[Begin Selected extract]
You are here: TWiki > Tier3 Web>CondorRPMInstall (05 Mar 2012, RobGardner)

Installing Condor using the RPM distribution

Tier3
CondorRPMInstall
Released
by MarcoMambelli

Introduction

on If you are using Rocks, commonly used by CMS, or you install using Kickstart files like the one provided by ATLAS, then you may not need any of this. The may install and setup Condor for you. Check your VO documentation first.

We will use the latest stable release of Condor. As of May 27, 2011, this is 7.6.0.

This installation uses the Condor RPM distribution. It can be downloaded from the Condor site or installed using a RPM or yum repository. The Condor team set up a yum repository that can be used for this installation.

Condor needs to be installed (using the procedure below) on all nodes of the batch queue, the headnode and the worker nodes, and also on the interactive nodes used to submit condor jobs.

Certain operations, like the RPM installation and some system configuration, has to be repeated on each node. Some steps like the configuration of condor_config are performed only once, e.g. on the head node osg-ce, others like the customization of the local condor configuration file is different for each node.

Sharing at least the directory hosting the configuration files allows to simplify a bit the configuration by making it easy to make cluster-wide configuration changes. Anyway this installation is possible also having no shared directories if the customized condor_config file is replicated on all nodes of the queue.
[End Selected extract]
■ Problems to work on
a) Rewrite the Condor installation page between "on If you are" and "for this installation.", inclusive, changing "yum repository" to "package repository".
b) According to the Condor installation page, which version was the latest stable release of Condor as of May 27, 2011?
The items are not needed for any of this work.
[Begin Material]
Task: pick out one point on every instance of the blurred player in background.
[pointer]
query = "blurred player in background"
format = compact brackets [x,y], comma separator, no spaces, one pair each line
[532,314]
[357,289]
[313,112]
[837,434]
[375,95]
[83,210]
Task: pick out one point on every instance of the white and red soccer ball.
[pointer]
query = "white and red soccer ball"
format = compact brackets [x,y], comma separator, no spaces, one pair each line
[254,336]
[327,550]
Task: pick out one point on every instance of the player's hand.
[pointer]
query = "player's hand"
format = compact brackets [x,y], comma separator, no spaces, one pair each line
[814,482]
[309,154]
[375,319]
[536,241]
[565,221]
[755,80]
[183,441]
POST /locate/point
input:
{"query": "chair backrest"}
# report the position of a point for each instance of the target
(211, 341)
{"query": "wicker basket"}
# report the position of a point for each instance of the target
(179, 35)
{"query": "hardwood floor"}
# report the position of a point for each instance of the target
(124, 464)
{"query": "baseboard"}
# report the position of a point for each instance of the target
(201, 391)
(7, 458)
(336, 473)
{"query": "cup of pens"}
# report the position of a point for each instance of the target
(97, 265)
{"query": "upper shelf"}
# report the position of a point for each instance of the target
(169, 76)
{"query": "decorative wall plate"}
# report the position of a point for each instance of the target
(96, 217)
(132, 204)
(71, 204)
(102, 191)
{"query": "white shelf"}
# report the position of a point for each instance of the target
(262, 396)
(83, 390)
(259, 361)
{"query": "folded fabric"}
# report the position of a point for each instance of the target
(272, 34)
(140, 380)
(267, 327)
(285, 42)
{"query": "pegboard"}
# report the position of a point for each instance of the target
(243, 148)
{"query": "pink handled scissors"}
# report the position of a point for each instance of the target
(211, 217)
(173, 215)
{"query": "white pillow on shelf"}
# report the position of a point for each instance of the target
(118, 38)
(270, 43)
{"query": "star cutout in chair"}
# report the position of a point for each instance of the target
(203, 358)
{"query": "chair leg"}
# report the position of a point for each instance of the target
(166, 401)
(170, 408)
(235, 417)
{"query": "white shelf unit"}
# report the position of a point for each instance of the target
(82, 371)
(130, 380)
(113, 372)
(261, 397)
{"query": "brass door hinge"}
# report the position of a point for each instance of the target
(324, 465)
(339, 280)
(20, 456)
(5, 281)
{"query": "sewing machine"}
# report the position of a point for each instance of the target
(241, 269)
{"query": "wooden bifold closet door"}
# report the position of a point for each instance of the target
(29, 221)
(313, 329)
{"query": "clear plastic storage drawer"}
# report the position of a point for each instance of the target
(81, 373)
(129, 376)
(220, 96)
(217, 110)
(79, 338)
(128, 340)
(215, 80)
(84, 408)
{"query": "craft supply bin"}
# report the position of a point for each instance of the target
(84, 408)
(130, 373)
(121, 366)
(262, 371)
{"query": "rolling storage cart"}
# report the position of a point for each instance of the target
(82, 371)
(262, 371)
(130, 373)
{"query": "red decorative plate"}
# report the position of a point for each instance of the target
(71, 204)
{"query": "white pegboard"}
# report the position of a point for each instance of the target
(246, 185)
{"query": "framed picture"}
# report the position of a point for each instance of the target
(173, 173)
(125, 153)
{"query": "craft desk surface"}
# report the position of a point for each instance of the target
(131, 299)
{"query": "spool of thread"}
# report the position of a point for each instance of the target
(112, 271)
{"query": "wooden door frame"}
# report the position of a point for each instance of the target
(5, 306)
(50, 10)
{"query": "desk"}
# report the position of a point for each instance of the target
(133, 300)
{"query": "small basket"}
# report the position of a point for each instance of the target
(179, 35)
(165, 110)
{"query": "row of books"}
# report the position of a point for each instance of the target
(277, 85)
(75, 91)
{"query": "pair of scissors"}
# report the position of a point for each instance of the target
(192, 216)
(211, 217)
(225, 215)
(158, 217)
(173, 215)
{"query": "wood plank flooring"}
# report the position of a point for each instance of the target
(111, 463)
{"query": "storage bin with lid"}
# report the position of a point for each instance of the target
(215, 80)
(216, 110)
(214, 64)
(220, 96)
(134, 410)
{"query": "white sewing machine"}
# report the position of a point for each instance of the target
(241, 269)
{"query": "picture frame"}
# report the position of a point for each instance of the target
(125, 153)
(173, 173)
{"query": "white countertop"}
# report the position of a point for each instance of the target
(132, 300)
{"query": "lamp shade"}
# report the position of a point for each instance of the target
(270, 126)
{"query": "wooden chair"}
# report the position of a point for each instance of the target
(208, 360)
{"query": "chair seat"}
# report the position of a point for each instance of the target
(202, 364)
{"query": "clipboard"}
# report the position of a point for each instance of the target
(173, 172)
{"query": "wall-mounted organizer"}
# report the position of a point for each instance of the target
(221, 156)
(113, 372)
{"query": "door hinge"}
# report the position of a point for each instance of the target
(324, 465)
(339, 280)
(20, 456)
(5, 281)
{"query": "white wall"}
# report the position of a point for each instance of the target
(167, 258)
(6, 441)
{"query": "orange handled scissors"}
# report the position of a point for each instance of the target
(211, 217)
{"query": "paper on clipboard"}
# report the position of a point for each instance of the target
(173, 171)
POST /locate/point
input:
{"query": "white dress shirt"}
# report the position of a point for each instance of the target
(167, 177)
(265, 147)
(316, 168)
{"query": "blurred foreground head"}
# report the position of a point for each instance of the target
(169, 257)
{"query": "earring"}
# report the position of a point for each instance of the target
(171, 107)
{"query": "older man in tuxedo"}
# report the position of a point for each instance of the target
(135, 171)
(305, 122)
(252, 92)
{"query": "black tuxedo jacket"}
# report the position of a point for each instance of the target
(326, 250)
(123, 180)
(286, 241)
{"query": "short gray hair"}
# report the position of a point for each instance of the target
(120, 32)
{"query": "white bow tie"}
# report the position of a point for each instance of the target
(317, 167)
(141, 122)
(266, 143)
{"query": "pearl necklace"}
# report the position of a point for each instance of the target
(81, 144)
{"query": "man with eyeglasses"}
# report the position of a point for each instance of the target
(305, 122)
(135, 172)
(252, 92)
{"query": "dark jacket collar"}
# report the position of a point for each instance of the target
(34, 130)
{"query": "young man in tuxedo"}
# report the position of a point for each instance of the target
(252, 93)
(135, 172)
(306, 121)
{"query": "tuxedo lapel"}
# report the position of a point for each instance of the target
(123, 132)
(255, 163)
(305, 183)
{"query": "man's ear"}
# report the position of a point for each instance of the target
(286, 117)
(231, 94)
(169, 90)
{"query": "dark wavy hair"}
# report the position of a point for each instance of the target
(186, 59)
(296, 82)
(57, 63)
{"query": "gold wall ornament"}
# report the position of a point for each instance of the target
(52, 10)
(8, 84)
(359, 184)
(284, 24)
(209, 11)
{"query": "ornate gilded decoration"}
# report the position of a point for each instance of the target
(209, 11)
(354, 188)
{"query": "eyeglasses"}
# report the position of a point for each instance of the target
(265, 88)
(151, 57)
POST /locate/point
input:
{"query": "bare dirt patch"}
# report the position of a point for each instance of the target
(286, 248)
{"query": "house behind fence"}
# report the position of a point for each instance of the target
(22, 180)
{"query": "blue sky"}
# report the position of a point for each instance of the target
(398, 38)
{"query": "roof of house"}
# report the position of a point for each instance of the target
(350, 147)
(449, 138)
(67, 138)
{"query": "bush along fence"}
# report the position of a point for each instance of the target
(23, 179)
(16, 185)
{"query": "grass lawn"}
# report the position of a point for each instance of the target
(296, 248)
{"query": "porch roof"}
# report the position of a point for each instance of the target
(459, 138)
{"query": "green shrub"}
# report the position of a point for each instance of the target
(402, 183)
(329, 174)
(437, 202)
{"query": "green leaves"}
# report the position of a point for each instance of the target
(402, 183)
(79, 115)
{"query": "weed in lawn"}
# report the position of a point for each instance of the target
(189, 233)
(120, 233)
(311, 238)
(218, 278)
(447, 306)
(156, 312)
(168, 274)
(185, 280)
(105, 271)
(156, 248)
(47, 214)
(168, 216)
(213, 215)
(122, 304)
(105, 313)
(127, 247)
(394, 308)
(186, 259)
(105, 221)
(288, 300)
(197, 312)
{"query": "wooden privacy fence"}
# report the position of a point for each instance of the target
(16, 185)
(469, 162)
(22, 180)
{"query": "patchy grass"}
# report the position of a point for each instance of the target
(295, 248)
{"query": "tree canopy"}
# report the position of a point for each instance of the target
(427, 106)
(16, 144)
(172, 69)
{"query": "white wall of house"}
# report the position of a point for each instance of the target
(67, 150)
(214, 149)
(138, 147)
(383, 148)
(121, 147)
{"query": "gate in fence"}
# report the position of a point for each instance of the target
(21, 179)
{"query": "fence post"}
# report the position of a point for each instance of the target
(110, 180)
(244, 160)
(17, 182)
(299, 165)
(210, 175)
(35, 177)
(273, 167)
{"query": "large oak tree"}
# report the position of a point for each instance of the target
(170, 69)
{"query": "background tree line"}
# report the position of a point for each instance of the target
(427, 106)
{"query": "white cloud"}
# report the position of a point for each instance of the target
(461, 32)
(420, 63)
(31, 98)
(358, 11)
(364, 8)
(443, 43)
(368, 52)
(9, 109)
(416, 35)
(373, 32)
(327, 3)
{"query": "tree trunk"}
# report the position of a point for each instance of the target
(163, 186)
[End Material]
■ Answers to the tasks
a)
on If you are using Rocks, commonly used by CMS, or you install using Kickstart files like the one provided by ATLAS, then you may not need any of this. The may install and setup Condor for you. Check your VO documentation first.

We will use the latest stable release of Condor. As of May 27, 2011, this is 7.6.0.

This installation uses the Condor RPM distribution. It can be downloaded from the Condor site or installed using a RPM or package repository. The Condor team set up a package repository that can be used for this installation.

b) 7.6.0